Records provided Start Marker

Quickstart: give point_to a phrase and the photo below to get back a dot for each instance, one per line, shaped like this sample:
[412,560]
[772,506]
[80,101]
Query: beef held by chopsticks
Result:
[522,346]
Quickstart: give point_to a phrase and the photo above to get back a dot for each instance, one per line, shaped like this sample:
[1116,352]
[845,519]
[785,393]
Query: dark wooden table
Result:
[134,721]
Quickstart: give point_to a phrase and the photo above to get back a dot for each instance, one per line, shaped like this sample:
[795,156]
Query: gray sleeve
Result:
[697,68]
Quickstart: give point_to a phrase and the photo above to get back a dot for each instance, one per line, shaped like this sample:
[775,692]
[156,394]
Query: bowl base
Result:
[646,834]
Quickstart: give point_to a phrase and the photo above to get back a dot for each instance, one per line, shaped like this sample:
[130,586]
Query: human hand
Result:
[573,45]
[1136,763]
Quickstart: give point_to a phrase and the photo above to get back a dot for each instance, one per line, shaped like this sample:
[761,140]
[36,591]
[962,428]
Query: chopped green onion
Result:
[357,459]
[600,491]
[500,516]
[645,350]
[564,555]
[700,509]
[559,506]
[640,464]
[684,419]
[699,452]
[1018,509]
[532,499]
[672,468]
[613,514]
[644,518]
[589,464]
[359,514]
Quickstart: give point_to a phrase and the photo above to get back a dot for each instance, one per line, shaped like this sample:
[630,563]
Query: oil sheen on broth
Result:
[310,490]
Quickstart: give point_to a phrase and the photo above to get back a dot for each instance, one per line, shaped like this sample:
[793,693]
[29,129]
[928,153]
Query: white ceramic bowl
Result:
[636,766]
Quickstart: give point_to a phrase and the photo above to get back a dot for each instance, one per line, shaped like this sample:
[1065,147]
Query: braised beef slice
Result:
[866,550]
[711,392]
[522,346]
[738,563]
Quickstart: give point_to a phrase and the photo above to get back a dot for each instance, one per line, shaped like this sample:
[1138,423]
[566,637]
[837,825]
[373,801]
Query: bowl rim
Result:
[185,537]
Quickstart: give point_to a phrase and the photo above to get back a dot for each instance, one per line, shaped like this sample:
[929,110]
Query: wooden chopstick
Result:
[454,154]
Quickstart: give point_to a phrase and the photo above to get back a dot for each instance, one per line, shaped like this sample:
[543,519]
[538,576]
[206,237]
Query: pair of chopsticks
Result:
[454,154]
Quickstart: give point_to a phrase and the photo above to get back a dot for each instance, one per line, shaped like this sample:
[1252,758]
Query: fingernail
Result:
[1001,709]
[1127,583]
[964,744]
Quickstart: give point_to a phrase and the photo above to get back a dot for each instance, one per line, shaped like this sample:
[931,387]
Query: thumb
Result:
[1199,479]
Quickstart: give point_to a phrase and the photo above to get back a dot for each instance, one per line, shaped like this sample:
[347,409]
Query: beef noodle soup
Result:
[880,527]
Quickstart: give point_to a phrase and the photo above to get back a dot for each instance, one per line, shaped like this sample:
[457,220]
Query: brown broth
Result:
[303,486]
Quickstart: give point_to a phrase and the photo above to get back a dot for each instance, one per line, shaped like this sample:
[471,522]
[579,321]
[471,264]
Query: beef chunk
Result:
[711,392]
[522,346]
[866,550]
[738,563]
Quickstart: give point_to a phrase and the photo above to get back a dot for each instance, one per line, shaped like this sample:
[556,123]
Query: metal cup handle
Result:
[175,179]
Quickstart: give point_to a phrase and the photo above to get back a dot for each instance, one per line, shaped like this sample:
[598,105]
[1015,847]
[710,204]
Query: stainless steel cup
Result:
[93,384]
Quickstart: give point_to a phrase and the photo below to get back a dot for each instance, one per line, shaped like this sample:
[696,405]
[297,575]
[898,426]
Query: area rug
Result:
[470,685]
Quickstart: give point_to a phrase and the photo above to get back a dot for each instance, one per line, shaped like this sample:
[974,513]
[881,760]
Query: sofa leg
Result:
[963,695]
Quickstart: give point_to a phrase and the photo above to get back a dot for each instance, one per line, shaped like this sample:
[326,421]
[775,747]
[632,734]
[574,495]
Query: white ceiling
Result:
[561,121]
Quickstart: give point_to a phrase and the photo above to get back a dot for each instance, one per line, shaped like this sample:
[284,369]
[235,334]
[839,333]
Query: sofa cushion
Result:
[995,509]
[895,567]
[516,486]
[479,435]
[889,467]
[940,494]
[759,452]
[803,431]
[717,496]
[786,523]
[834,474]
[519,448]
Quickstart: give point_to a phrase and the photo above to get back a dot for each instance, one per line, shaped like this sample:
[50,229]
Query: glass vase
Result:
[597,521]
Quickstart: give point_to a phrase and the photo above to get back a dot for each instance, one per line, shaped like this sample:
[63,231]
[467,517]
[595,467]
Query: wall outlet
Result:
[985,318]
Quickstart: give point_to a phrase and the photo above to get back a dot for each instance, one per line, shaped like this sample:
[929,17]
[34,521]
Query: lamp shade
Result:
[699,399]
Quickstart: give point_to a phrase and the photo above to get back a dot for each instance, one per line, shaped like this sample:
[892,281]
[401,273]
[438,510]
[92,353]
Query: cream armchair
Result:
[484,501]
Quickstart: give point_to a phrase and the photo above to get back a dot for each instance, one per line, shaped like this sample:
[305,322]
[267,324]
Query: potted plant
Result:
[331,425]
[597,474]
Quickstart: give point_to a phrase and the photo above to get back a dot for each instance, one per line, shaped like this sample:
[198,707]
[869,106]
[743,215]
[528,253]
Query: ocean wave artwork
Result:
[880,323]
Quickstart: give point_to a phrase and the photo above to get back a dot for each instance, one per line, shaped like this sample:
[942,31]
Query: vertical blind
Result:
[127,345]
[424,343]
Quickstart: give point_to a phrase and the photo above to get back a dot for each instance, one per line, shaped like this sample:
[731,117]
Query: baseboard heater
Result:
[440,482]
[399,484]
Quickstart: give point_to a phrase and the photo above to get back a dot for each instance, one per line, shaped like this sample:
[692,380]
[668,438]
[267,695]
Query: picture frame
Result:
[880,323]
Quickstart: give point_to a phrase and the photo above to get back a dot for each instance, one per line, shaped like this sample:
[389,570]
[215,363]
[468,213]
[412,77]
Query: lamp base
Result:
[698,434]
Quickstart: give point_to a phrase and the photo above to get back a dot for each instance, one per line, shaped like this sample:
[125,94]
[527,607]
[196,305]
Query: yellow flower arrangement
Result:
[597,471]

Records provided End Marker

• [Work request] Using the listing above, work out the number of lines that include "chopsticks". The reply is that number alone.

• [Exercise result] 2